* _Excerpted text_:

:::

Is there a way to use variable template as a parameter?

Question

I want to declare a function, which will take as a parameter a variable (let's say, int), which should be parametrized by a class. Speaking in terms of lambda calculus, I want my parameter to have a kind * -> int.

Example of a function I want to be able to write (Spec is the variable):

template <??? Specification, typename T>
auto make_array() {
    return std::array<T, Specification<T>>;
}

Since C++14 we have variable templates, so we can do something like this:

template <typename T>
constexpr int digits = std::numeric_limits<T>::digits;

The problem is, how do I pass that into a function? In the notes section of cppreference it is stated that

Variable templates cannot be used as template template arguments.

But does that mean that there is actually no way to pass parametrized variable as a function parameter? What you can do is, for example, create a class which has a static field denoting value, but an obvious drawback is that the users of my function must derive from that class.

I believe there might be some workaround using SFINAE, but I lack skills in that area.

Answer 1

Unless you insist on using a variable template, you can use a type trait:

template <typename T> struct Specification;

you can specialize it for example for int:

template <>
struct Specification<int> {
    static constexpr size_t value = 42;
};

and as you want to have different Specifications, pass it as template template parameter:

template <template<class> class S, typename T>
auto make_array() {
    return std::array<T, S<T>::value>{};
}

Complete example:

#include <array>
#include <cstddef>

template <template<class> class S, typename T>
auto make_array() {
    return std::array<T, S<T>::value>{};
}

template <typename T> struct Specification;

template <>
struct Specification<int> {
    static constexpr size_t value = 42;
};

int main(){
  auto x = make_array<Specification,int>();  
}

Note that I was rather verbose for the sake of clarity. You can save a bit of typing by using std::integral_constant, eg:

template <>
struct Specification<double> : std::integral_constant<size_t,3> {};

Answer 2

As an follow-up on idclev's answer, you can avoid the need to explicitly specialise for the different types for individual "specifications" just by inheriting from e.g. integral_constant. For example, your desired usage was something like

template <template <typename T> int Specification, typename T>
auto make_array() {
    return std::array<T, Specification<T>>;
}

template <typename T>
constexpr int digits = std::numeric_limits<T>::digits;

// ...

auto foo = make_array<digits, double>();

However, as you have noted, this is impossible: you cannot pass variable templates as template-template parameters. However, by turning digits into a structure directly you can do this:

template <template <typename T> class Specification, typename T>
auto make_array() {
    // we no longer have the guarantee of the type here, unfortunately
    // but you can use a static_assert to improve error messages
    // (also using `std::size_t` here for correctness)
    static_assert(
        std::is_convertible<decltype(Specification<T>::value), std::size_t>::value,
        "value must be convertible to size_t");
    
    return std::array<T, Specification<T>::value>;
}

// use a type rather than a variable template
// we just inherit from integral constant to save on some typing
// (though you could do this explicitly as well)
template <typename T>
struct digits : std::integral_constant<int, std::numeric_limits<T>::digits> {};

// ...

// same call!
auto foo = make_array<digits, double>();

:::

* _Tasks to complete_:
1. In the thread on passing variable templates as parameters, what does the cppreference note say variable templates cannot be used as?
2. Put this sentence from the thread on passing variable templates as parameters into Spanish: "Variable templates cannot be used as template template arguments."
3. Print the portion of the thread on passing variable templates as parameters that opens with the words containing "Since C++14 we" and closes with "template template arguments.".
The lines that come after this text are not needed for anything here.

* _Provided data_:
:::

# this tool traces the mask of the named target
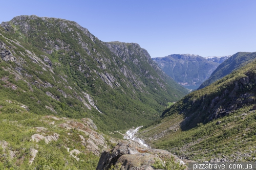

:::

* _Solved problems_:
1. Template template arguments.

2. Las plantillas de variables no pueden usarse como argumentos de plantilla de plantilla.

3.
Since C++14 we have variable templates, so we can do something like this:

template <typename T>
constexpr int digits = std::numeric_limits<T>::digits;

The problem is, how do I pass that into a function? In the notes section of cppreference it is stated that

Variable templates cannot be used as template template arguments.